Copy out the data below, switching every "marker" to "pin" and leaving everything else untouched.
>> START
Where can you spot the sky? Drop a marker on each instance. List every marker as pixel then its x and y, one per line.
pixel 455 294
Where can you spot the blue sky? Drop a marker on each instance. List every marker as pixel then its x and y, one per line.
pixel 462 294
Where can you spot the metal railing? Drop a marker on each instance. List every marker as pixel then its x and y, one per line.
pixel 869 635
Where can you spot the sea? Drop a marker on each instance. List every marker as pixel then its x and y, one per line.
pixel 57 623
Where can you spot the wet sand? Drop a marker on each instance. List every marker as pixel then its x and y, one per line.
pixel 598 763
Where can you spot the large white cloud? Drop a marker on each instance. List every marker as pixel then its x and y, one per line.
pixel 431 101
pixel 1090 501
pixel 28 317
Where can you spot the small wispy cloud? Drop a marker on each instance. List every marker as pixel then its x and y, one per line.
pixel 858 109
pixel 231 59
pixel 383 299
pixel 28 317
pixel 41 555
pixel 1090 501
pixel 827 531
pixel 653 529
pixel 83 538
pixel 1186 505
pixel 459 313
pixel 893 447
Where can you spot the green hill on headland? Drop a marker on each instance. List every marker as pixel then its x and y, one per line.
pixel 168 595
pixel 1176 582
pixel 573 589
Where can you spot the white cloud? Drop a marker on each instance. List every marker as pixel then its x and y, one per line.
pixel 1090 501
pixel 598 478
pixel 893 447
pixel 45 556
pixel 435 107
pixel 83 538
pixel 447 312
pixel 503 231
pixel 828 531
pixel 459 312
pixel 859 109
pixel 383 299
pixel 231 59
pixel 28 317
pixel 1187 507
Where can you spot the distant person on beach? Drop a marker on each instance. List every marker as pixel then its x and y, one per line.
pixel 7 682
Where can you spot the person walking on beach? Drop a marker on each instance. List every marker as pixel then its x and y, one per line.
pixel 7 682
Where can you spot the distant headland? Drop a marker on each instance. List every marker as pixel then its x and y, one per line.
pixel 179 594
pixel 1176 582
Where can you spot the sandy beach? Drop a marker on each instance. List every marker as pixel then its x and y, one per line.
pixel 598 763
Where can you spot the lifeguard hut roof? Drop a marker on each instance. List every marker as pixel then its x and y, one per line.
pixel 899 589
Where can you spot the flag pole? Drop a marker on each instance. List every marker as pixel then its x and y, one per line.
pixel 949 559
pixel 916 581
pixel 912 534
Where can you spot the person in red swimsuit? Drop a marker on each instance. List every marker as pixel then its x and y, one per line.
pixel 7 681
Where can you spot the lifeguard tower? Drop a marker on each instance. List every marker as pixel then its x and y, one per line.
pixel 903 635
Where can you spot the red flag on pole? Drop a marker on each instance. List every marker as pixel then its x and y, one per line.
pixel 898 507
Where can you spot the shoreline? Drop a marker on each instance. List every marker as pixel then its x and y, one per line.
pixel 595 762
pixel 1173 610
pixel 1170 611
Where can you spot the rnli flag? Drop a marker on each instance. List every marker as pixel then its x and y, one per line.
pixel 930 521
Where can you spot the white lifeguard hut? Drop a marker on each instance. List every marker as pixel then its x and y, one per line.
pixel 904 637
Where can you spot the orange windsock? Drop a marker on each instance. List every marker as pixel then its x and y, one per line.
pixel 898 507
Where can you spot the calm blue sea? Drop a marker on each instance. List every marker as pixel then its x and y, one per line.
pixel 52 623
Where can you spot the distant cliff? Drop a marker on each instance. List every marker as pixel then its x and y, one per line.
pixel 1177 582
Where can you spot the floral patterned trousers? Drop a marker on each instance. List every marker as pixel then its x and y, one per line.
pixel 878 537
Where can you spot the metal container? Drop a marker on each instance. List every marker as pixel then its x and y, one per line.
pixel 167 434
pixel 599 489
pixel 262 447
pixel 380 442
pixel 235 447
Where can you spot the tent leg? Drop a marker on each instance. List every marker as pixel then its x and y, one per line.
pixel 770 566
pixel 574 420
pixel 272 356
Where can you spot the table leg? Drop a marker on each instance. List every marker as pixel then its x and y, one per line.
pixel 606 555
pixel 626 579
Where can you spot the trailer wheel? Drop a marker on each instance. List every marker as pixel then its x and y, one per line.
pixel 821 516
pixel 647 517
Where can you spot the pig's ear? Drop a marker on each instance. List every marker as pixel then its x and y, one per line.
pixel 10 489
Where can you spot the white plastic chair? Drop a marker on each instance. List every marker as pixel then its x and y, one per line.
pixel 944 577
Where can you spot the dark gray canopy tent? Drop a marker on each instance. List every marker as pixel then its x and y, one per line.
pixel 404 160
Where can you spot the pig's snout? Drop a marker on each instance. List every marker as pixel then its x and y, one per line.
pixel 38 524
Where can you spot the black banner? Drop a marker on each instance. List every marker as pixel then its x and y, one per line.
>> END
**EXERCISE OUTPUT**
Where can you spot the sky? Drop a pin on each instance. List every pin as pixel then its x and y, one per line.
pixel 455 294
Where can you spot the blue sky? Drop a pin on each instance. List every pin as pixel then its x and y, one per line.
pixel 462 294
Where can you spot the metal railing? Drop a pin on each instance. List every pin as pixel then its x and y, one per line.
pixel 869 635
Where can you spot the sea? Drop a pin on each instance. List every pin as pixel then its x and y, one per line.
pixel 57 623
Where can you spot the wet sand? Drop a pin on each instance. List every pin as pixel then its x and y, one per line.
pixel 598 763
Where can you spot the large white cloud? Drop a pin on each instance. List every pin as pixel then its x and y, one per line.
pixel 431 101
pixel 1090 501
pixel 28 317
Where can you spot the small wispy cloud? Drop a pin on each instance. List every pin as pixel then its x and y, one per line.
pixel 858 109
pixel 231 59
pixel 383 299
pixel 28 317
pixel 41 555
pixel 1090 501
pixel 827 531
pixel 653 529
pixel 83 538
pixel 1186 505
pixel 459 313
pixel 893 447
Where can you spot the green hill on headland? Drop a pin on each instance. List every pin as pixel then its x and y, one per line.
pixel 168 595
pixel 1176 582
pixel 573 589
Where can you spot the white cloud? Drop a pin on each instance. List every pin as pixel then its x and y, one per line.
pixel 1090 501
pixel 598 478
pixel 893 447
pixel 45 556
pixel 435 107
pixel 83 538
pixel 447 312
pixel 503 231
pixel 828 531
pixel 459 312
pixel 859 109
pixel 383 299
pixel 231 59
pixel 28 317
pixel 1187 507
Where can you spot the distant person on beach? Drop a pin on each instance. List every pin as pixel then its x and y, one per line.
pixel 7 682
Where can you spot the person walking on beach? Drop a pin on each instance. List every pin as pixel then its x and y, one per line.
pixel 7 682
Where can you spot the distant headland? Drop a pin on each instance. List every pin as pixel then its x and y, one per line.
pixel 179 594
pixel 1176 582
Where can you spot the sandy beach? Drop a pin on each instance. List every pin as pixel then its x and y, one per line.
pixel 598 763
Where can you spot the lifeguard hut roof? Drop a pin on each instance. List every pin as pixel then its x and y, one per line.
pixel 899 589
Where can you spot the flag pole? Drop a pin on each instance. List every pin as pixel then its x and y, one per line.
pixel 949 559
pixel 916 581
pixel 912 534
Where can you spot the person in red swimsuit? Drop a pin on each instance. List every pin as pixel then its x and y, one per line.
pixel 7 681
Where can you spot the lifeguard tower? Drop a pin on each instance. List every pin as pixel then its x and y, one per line.
pixel 903 635
Where can you spot the red flag on pole? Drop a pin on each instance. List every pin as pixel then its x and y, one per line.
pixel 898 507
Where can you spot the shoreline? Drop a pin on each instance. List every pin as pixel then its x and y, one per line.
pixel 595 762
pixel 1173 610
pixel 1170 611
Where can you spot the rnli flag? Drop a pin on each instance. List every pin as pixel then its x and y, one per line.
pixel 930 521
Where can you spot the white lifeguard hut? Drop a pin on each instance. List every pin as pixel then its x and y, one per line.
pixel 904 637
Where can you spot the orange windsock? Drop a pin on each instance. List every pin as pixel then its x and y, one per line.
pixel 898 507
Where can you spot the calm blue sea? Drop a pin on each instance. List every pin as pixel then its x and y, one per line.
pixel 52 623
Where can you spot the distant cliff? Drop a pin on each instance. List every pin as pixel then its x and y, one per line.
pixel 1177 582
Where can you spot the floral patterned trousers? Drop a pin on each instance. List every pin as pixel then its x and y, one per line.
pixel 878 537
Where can you spot the metal container? Drop a pin on each instance. List every pin as pixel then its x and y, one per line.
pixel 167 434
pixel 599 489
pixel 262 447
pixel 380 442
pixel 235 447
Where can you spot the tent leg? Drop a pin on each instance. List every pin as pixel then its x and y, one per line.
pixel 770 566
pixel 574 420
pixel 272 356
Where can you spot the table leg? Drop a pin on each instance. List every pin as pixel then its x and y, one per line.
pixel 606 555
pixel 626 579
Where can you spot the trailer wheel? Drop a pin on each instance. List every pin as pixel then its x and y, one per line.
pixel 821 516
pixel 647 517
Where can you spot the pig's ear? Drop a pin on each instance. List every pin as pixel then its x and y, one per line.
pixel 10 489
Where can you spot the white plastic chair? Drop a pin on each instance. List every pin as pixel then its x and y, one per line.
pixel 944 577
Where can you spot the dark gray canopy tent? Drop a pin on each instance. List every pin as pixel then its x and y, one per line.
pixel 404 160
Where can you spot the pig's snout? Drop a pin on each instance. List every pin as pixel then its x and y, one per line.
pixel 38 524
Where can you spot the black banner? Drop a pin on each instance. List every pin as pixel then its x and y, one per line.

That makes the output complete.